■ **Parts of the exercise**
a. Answer these questions using the glossary entry on contact tracing:
(i) What kind of work does the entry compare contact tracing to?
(ii) Whom do contact tracers find before learning about the circle of people who may have been exposed?
(iii) What do some countries use to augment tracing?
b. From the glossary entry on contact tracing, extract the passage between "Contact tracing takes" and "to augment tracing.", inclusive.
c. Continue the glossary entry on contact tracing from where it stops.

■ **Excerpt to read**
Health Journalism Glossary

Contact tracing

  • COVID-19

Contact tracing is a monitoring process used to stop the spread of an infectious disease outbreak. The process is a bit like detective work. People are trained to interview those diagnosed with a contagious disease and learn who they may have recently been in contact with and potentially infected. Those people, in turn, may be asked to quarantine to prevent further spread.

Deeper dive
Contact tracers find the index patient, and then learn about the circle of people who may have been exposed and infected, as well as those who were not infected by the person. By building a “ring,” around the person, public health officials can then seal off the contagion and prevent transmission of the pathogen to others in the community.

Contact tracing takes a lot of time and manpower, however. Interviewing and reaching out to patients takes a lot of effort and relies on people answering their phones and being willing to accept they may have been exposed and willingness to self-quarantine. Technology can be used to help with the labor. Some countries use cell phone data to augment tracing.

■ **Information shown**
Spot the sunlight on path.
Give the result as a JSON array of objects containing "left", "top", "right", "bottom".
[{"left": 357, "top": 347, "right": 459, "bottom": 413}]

■ **Responses for each task**
a.
(i) Detective work.
(ii) The index patient.
(iii) Cell phone data.

b.
Contact tracing takes a lot of time and manpower, however. Interviewing and reaching out to patients takes a lot of effort and relies on people answering their phones and being willing to accept they may have been exposed and willingness to self-quarantine. Technology can be used to help with the labor. Some countries use cell phone data to augment tracing.

c.
Contract tracing was deployed at the beginning of the COVID-19 outbreak. Federal, state, and local public health officials tried to build a ring around people who were sick and tested positive for the SARS-Cov-2, the COVID-19 virus. However, because the pathogen spread via people without symptoms, and there was no testing of those without symptoms, contact tracers were unable to manage the virus’s quick spread through communities.

Masking, vaccination and vaccine mandates have since largely replaced contract tracing as the primary means of containing and controlling the spread of COVID-19, as well as asking the public to voluntarily follow CDC guidelines by testing and then following quarantine and isolation guidelines after a positive diagnosis to reduce spread of the virus.